MATERIAL PROVIDED
# # # #

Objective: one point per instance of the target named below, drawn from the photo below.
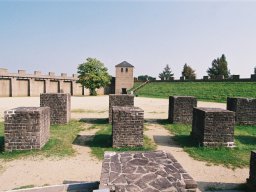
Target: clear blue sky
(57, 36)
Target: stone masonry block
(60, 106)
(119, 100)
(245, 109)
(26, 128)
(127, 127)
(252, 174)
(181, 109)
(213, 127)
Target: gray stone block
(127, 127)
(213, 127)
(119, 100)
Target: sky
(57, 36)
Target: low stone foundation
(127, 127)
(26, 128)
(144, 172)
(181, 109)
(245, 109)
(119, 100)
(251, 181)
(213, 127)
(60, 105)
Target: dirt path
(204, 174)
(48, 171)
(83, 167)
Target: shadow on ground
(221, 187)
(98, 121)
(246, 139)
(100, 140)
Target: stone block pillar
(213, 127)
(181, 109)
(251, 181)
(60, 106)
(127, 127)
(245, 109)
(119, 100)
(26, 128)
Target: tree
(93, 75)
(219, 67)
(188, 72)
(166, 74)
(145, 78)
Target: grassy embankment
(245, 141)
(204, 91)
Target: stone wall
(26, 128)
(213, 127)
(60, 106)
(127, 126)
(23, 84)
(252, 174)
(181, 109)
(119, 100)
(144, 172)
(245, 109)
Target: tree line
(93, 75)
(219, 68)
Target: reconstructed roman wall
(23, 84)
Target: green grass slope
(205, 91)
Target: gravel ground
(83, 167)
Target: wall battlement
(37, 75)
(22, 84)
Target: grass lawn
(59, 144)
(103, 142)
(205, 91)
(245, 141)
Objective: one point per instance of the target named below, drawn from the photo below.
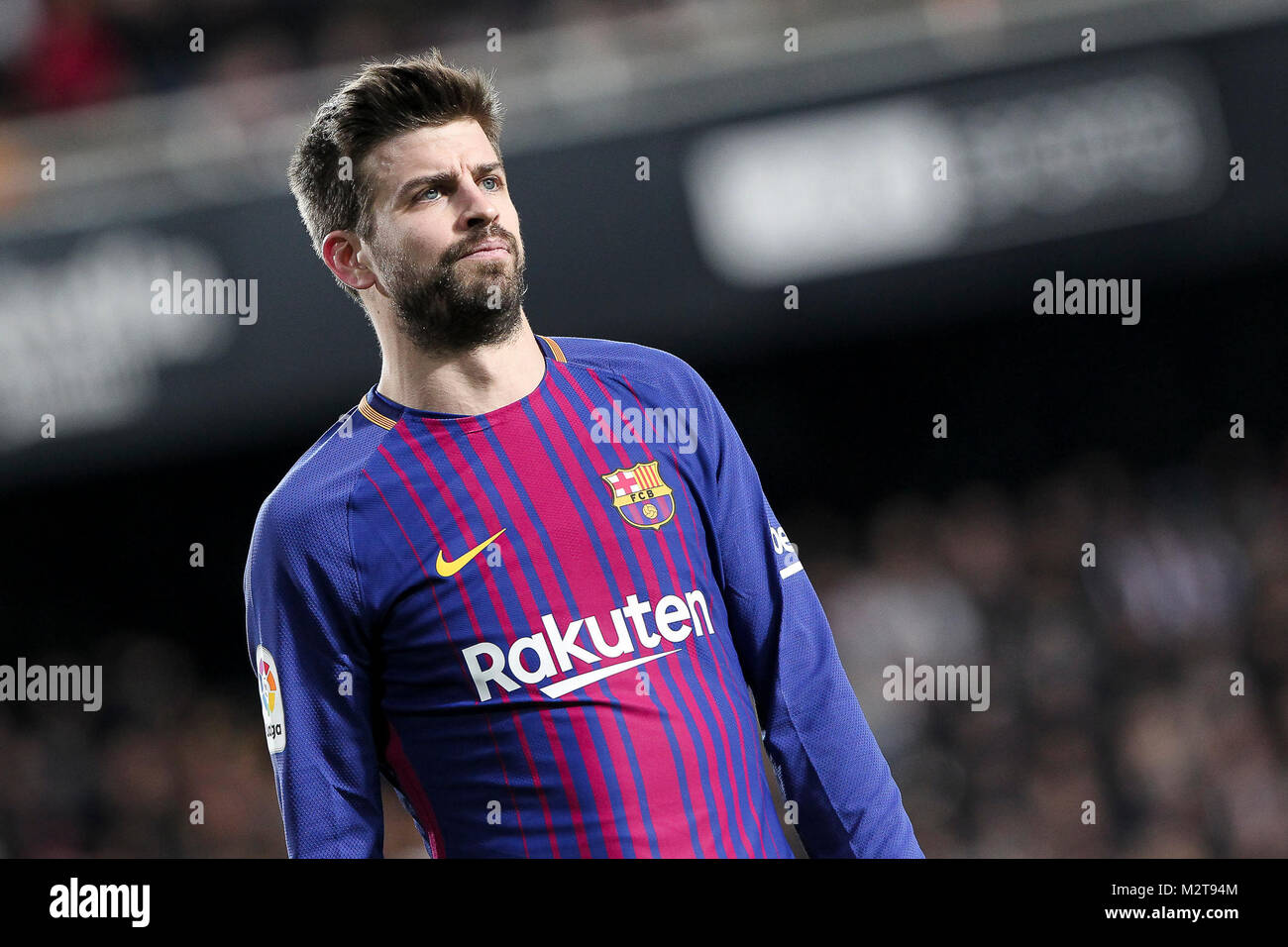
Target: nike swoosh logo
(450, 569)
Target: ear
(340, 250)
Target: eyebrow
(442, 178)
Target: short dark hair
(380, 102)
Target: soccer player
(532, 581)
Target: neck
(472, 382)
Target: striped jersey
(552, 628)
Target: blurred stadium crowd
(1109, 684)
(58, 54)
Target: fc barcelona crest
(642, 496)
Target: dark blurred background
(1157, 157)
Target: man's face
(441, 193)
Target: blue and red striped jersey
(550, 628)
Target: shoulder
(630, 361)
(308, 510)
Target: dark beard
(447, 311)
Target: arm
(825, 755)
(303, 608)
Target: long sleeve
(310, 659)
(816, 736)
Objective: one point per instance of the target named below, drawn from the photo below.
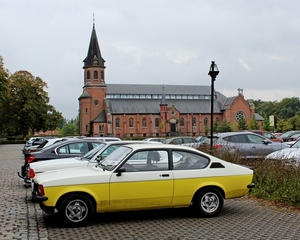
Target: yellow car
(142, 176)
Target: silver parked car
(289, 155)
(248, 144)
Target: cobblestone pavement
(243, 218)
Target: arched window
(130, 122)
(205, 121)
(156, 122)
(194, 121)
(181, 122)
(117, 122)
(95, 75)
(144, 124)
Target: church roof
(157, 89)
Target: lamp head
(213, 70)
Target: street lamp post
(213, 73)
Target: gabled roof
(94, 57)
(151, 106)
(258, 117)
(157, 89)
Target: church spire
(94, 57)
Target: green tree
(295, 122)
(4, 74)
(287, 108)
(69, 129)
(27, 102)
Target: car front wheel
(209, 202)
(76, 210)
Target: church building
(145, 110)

# # # #

PROBLEM TO WORK ON
Set down all of the material word for word, minus its pictures.

WRITTEN SOLUTION
Objective: one point per instance of the target named below, drawn from the photo below.
Target: clear blue sky
(57, 36)
Target: stone masonry block
(60, 106)
(119, 100)
(245, 109)
(26, 128)
(127, 127)
(252, 174)
(181, 109)
(213, 127)
Target: gray stone block
(127, 127)
(213, 127)
(119, 100)
Target: sky
(57, 36)
Target: low stone foundation
(127, 127)
(26, 128)
(144, 172)
(181, 109)
(245, 109)
(119, 100)
(251, 181)
(213, 127)
(60, 105)
Target: dirt path
(204, 174)
(48, 171)
(83, 167)
Target: shadow on ground
(221, 187)
(98, 121)
(246, 139)
(100, 140)
Target: stone block pillar
(213, 127)
(181, 109)
(251, 181)
(60, 106)
(127, 127)
(245, 109)
(119, 100)
(26, 128)
Target: tree
(93, 75)
(219, 67)
(188, 72)
(166, 74)
(145, 78)
Target: grassy embankment
(245, 141)
(204, 91)
Target: stone wall
(26, 128)
(213, 127)
(60, 106)
(127, 126)
(23, 84)
(252, 174)
(181, 109)
(119, 100)
(144, 172)
(245, 109)
Target: tree line
(93, 75)
(219, 68)
Target: reconstructed roman wall
(23, 84)
Target: green grass slope
(205, 91)
Target: gravel ground
(83, 167)
Target: wall battlement
(37, 75)
(22, 84)
Target: grass lawn
(59, 144)
(103, 142)
(205, 91)
(245, 141)
Objective: one point per instance of the target named below, drawn from the photo below.
Target: nike swoosh logo
(450, 569)
Target: ear
(340, 250)
Target: eyebrow
(442, 178)
Target: short dark hair
(380, 102)
Target: soccer player
(532, 581)
Target: neck
(472, 382)
Target: striped jersey
(552, 628)
Target: blurred stadium crowd
(1109, 684)
(58, 54)
Target: fc barcelona crest
(642, 496)
Target: dark blurred background
(1157, 157)
Target: man's face
(441, 193)
Target: blue and red striped jersey
(550, 628)
Target: shoulder
(630, 361)
(308, 510)
Target: dark beard
(447, 311)
Target: arm
(825, 755)
(303, 608)
Target: long sleeve
(310, 659)
(816, 736)
Objective: one point per instance of the target named below, drawn from the photo below.
Target: yellow car
(142, 176)
Target: silver parked car
(289, 155)
(248, 144)
Target: cobblestone pavement
(243, 218)
Target: arched window
(130, 122)
(205, 121)
(156, 122)
(194, 121)
(181, 122)
(117, 122)
(95, 75)
(144, 124)
Target: church roof
(157, 89)
Target: lamp head
(213, 70)
Target: street lamp post
(213, 73)
Target: gabled roof
(94, 57)
(151, 106)
(258, 117)
(157, 89)
Target: church spire
(94, 57)
Target: green tree
(295, 122)
(4, 74)
(287, 108)
(69, 129)
(27, 102)
Target: car front wheel
(209, 202)
(76, 210)
Target: church building
(145, 110)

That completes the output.